Direito Administrativo

Concursos públicos honestos


A atual Constituição Federal estabelece que a
investidura em cargo ou emprego público depende de aprovação prévia em concurso
de provas ou de provas e títulos, de acordo com a natureza e a complexidade do
cargo ou emprego, na forma prevista em lei. (Artigo 37, inciso II).

A norma imperativa do concurso público não é um
preceito acidental ou fortuito, dentro da Constituição, mas expressa valores
éticos e jurídicos que a república deve consagrar.

Se a Constituição preceitua o concurso público,
para a entrada no serviço público, refere-se obviamente a concurso honesto.
Concurso desonesto não é concurso, mas falsidade, engano, mentira, ludibrio,
zombaria…

O ingresso no serviço público pela porta do
concurso honesto é extremamente benéfico para o conjunto da sociedade, como
tentaremos provar neste artigo.

Em primeiro lugar, os concursos sérios podem
selecionar os candidatos mais bem preparados. A escolha dos melhores
pretendentes para as vagas em disputa permite que a administração recrute
pessoas competentes que vão realizar seu trabalho com discernimento e
capacidade, o que não acontece quando o critério do mérito é substituído pelo
critério do favoritismo.

Em segundo lugar, aqueles que são aprovados em
concursos honestos não ficam devendo favor a ninguém. O preço desses favores,
em muitas situações, é justamente descumprir os deveres inerentes ao cargo,
servindo a interesses particulares escusos.

A terceira vantagem do concurso impoluto é o valor
ético desta forma de recrutamento, já que traduz idéias fundamentais de justiça
como igualdade de todos, sentido de cidadania, valor do estudo e do esforço,
serviço público de qualidade como direito social.

[Registros extraídos]
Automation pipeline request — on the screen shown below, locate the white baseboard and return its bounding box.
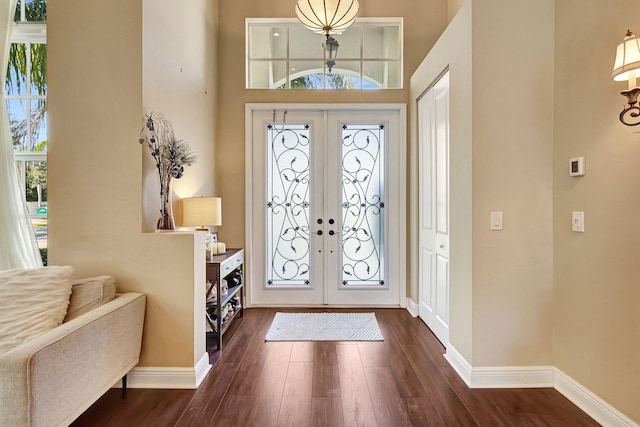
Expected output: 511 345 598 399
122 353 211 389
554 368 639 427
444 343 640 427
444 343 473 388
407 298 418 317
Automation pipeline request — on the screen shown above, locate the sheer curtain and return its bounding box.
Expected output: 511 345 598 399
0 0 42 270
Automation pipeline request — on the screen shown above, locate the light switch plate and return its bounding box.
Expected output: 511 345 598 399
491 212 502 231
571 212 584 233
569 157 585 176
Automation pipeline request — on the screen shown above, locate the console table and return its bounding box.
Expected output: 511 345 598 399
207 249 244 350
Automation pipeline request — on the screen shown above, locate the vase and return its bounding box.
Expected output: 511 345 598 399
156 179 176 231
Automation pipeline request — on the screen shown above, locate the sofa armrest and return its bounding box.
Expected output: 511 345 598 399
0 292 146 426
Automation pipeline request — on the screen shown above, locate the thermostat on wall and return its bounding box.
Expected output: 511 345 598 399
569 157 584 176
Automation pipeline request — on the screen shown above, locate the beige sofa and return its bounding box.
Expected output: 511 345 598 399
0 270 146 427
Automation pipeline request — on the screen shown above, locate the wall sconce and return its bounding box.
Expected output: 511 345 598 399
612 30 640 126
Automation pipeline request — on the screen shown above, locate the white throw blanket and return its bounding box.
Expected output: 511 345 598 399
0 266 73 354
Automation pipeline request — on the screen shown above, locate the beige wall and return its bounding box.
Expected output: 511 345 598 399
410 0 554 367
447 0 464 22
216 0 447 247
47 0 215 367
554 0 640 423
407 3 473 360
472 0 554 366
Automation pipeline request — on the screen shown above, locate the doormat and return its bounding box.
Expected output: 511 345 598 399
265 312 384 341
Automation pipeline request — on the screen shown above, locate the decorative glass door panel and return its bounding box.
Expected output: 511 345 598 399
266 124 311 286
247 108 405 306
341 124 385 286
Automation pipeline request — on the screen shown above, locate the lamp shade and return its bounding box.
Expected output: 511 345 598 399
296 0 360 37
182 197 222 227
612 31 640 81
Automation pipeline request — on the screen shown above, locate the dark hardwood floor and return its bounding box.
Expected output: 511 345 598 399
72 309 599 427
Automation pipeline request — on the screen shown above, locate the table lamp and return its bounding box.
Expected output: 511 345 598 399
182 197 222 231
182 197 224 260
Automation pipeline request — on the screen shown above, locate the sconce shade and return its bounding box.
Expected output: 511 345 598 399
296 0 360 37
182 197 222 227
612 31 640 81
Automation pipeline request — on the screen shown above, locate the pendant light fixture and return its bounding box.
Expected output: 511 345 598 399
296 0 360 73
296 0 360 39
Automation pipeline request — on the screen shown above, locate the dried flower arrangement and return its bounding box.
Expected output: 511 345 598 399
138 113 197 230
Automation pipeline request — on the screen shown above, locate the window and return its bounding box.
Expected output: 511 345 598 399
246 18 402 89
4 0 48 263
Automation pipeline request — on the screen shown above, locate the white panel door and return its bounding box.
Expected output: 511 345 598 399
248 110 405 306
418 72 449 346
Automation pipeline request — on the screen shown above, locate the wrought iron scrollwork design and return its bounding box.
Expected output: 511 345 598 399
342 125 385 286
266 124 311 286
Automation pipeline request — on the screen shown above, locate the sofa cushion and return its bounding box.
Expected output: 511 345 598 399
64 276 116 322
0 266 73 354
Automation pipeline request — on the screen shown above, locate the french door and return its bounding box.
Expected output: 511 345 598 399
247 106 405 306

==

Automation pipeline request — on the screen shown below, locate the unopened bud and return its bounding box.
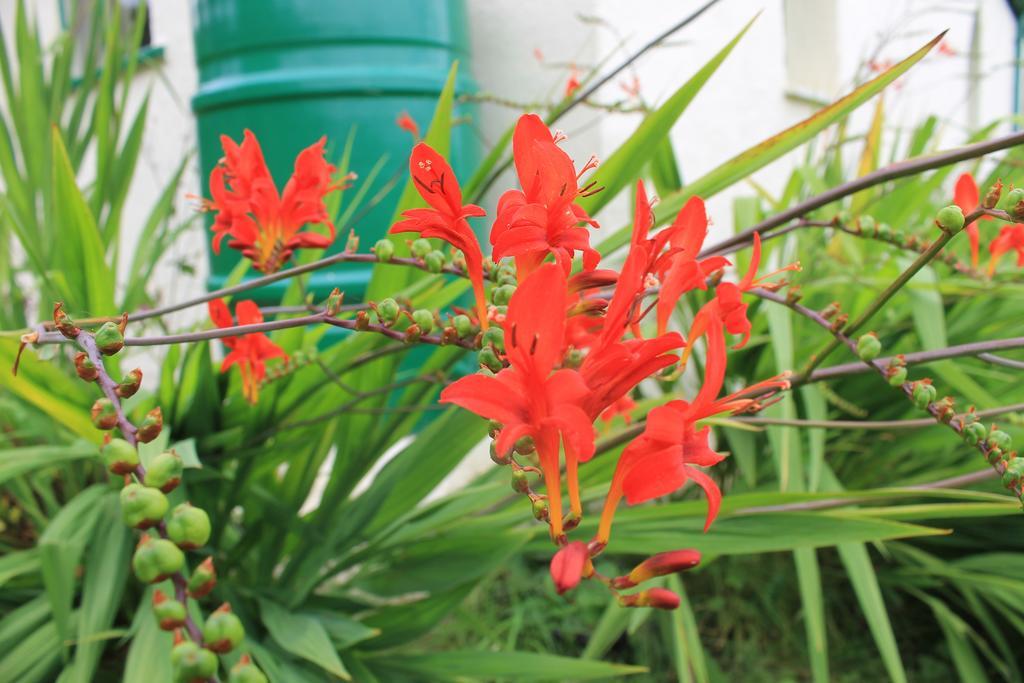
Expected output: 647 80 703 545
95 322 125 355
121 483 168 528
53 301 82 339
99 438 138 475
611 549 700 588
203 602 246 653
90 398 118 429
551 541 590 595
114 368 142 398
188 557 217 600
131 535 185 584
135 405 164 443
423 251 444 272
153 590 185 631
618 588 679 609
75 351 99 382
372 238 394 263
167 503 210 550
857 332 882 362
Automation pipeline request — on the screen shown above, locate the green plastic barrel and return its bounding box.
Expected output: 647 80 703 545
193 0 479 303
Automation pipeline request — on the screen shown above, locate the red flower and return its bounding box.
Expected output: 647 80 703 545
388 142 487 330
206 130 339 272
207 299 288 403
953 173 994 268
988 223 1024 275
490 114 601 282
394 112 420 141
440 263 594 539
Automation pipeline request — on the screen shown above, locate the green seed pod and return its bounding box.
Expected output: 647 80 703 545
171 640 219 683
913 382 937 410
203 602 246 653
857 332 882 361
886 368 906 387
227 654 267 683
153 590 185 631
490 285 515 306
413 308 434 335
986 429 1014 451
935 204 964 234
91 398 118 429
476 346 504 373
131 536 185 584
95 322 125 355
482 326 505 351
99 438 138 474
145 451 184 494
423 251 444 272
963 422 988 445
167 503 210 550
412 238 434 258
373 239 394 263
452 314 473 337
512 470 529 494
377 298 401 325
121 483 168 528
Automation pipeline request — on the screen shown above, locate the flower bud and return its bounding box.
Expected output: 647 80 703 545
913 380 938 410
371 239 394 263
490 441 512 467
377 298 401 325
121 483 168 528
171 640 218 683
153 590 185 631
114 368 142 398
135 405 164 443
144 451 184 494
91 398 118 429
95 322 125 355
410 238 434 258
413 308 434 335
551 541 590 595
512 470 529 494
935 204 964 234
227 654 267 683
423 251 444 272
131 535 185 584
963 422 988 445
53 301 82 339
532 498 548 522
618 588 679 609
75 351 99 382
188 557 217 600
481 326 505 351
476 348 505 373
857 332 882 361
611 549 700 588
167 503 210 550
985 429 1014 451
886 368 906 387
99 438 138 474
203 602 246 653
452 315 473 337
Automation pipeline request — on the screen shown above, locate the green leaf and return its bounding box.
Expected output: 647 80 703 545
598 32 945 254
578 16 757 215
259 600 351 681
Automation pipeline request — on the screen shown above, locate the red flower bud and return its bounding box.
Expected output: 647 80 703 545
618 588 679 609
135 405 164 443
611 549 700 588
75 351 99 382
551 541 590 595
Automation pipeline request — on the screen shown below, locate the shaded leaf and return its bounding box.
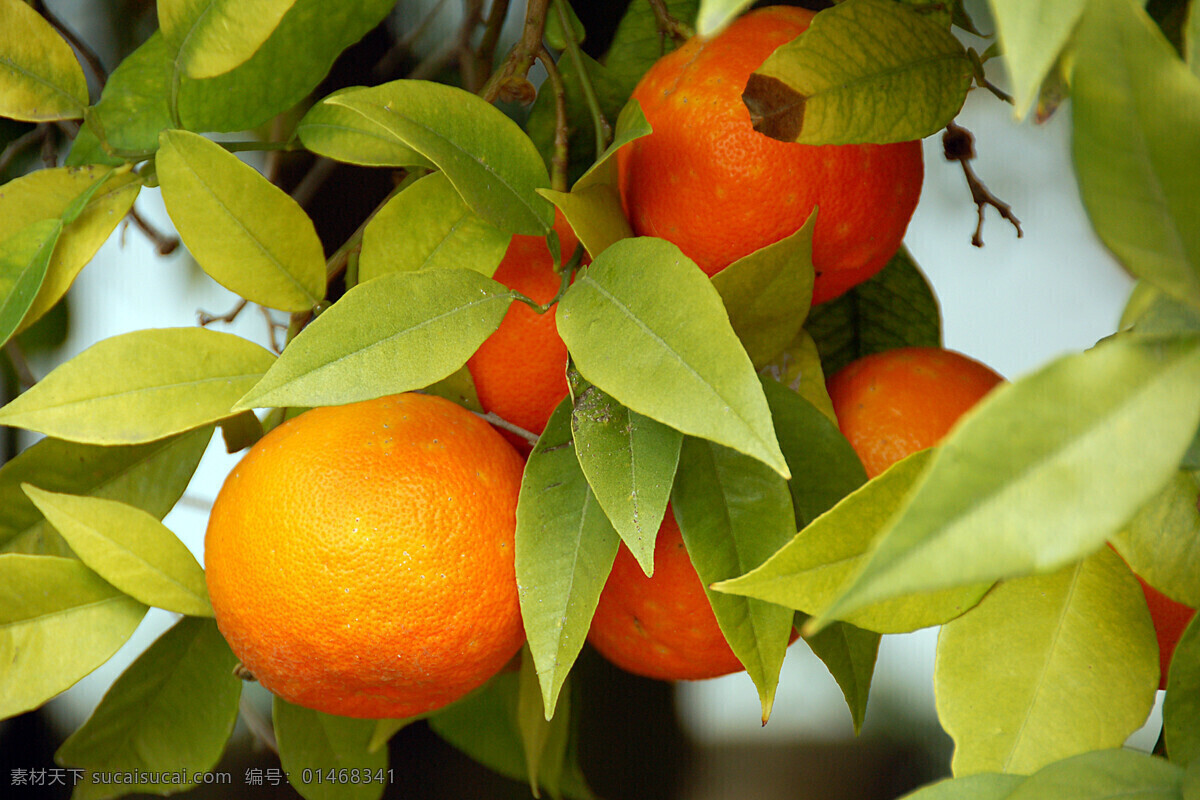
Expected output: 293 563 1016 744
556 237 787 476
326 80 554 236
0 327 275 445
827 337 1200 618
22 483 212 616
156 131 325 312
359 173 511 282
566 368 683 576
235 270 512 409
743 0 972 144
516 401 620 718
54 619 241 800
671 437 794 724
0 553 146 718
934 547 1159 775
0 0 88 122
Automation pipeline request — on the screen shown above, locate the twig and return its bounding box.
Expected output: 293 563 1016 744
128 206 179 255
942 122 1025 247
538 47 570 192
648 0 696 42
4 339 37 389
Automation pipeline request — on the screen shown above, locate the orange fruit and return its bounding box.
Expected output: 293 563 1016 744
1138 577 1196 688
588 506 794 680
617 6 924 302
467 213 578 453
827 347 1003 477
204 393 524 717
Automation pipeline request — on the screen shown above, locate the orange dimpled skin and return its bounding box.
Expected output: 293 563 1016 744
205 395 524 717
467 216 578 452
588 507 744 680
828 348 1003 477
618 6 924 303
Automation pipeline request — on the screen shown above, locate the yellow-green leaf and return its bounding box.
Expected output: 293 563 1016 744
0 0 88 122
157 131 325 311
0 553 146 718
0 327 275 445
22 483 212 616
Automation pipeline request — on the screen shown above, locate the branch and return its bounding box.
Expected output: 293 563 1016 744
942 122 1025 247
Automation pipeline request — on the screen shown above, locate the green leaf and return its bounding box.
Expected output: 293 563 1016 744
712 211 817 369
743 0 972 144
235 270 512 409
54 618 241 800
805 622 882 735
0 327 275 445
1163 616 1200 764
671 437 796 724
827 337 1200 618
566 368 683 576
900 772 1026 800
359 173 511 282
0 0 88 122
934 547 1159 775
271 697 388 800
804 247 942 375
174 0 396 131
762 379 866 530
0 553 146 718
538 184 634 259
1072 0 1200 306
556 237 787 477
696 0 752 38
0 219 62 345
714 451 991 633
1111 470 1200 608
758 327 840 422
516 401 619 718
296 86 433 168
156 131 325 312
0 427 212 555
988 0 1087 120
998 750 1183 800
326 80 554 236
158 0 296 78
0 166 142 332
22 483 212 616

---

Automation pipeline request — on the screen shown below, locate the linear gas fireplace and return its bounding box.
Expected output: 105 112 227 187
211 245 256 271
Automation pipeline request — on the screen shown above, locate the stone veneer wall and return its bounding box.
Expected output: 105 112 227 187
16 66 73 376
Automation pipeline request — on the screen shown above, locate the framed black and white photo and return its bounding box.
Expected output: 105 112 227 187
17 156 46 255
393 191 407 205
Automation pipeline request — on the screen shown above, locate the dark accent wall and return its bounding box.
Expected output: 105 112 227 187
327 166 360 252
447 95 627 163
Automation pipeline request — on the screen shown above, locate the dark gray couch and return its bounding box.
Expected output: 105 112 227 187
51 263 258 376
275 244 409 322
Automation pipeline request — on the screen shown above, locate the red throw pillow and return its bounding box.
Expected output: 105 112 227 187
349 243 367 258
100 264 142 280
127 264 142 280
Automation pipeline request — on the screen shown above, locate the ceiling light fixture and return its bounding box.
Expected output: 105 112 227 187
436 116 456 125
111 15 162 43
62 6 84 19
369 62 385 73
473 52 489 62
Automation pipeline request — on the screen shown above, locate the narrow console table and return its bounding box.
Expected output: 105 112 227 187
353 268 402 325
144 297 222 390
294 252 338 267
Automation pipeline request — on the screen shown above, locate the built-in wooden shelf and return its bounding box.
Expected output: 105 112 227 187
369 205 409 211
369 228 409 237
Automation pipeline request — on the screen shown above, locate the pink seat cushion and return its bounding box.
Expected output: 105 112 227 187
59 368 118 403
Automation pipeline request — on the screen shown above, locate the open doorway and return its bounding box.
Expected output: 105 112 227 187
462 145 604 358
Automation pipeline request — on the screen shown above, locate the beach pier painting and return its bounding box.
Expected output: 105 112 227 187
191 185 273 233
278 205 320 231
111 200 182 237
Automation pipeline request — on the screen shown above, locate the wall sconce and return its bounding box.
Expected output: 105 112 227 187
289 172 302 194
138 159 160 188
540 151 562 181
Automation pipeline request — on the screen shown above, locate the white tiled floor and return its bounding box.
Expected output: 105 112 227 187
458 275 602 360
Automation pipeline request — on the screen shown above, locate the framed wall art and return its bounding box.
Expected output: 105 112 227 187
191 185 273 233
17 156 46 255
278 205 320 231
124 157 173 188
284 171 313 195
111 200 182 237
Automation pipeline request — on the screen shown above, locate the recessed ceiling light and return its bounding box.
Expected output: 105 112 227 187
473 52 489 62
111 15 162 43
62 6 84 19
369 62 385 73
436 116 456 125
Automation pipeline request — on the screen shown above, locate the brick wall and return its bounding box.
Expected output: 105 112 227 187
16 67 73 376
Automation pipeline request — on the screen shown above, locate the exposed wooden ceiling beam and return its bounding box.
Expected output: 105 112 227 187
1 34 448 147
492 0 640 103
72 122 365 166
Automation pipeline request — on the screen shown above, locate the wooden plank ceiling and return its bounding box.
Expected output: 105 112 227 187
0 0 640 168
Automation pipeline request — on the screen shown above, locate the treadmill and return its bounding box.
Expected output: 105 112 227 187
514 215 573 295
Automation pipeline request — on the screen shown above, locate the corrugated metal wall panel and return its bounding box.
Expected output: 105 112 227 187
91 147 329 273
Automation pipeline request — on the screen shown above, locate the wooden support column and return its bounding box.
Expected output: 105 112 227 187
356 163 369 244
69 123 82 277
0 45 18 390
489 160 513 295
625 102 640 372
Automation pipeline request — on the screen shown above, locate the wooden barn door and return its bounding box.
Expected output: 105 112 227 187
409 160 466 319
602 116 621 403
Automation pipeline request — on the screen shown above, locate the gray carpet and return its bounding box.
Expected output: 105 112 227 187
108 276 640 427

| OBJETIVO 1 |
No texto sobre concursos públicos, reescreva o trecho começando em "Direito Administrativo" e terminando em "república deve consagrar.", substituindo "Constituição Federal" por "Carta Magna".
| OBJETIVO 2 |
De acordo com o texto sobre concursos públicos, em qual artigo e inciso da Constituição Federal está a exigência de concurso para a investidura em cargo ou emprego público?
Os registros não interferem em nada aqui.

| RESPOSTA COMPLETA 1 |
Direito Administrativo

Concursos públicos honestos


A atual Carta Magna estabelece que a
investidura em cargo ou emprego público depende de aprovação prévia em concurso
de provas ou de provas e títulos, de acordo com a natureza e a complexidade do
cargo ou emprego, na forma prevista em lei. (Artigo 37, inciso II).

A norma imperativa do concurso público não é um
preceito acidental ou fortuito, dentro da Constituição, mas expressa valores
éticos e jurídicos que a república deve consagrar.

| RESPOSTA COMPLETA 2 |
No artigo 37, inciso II.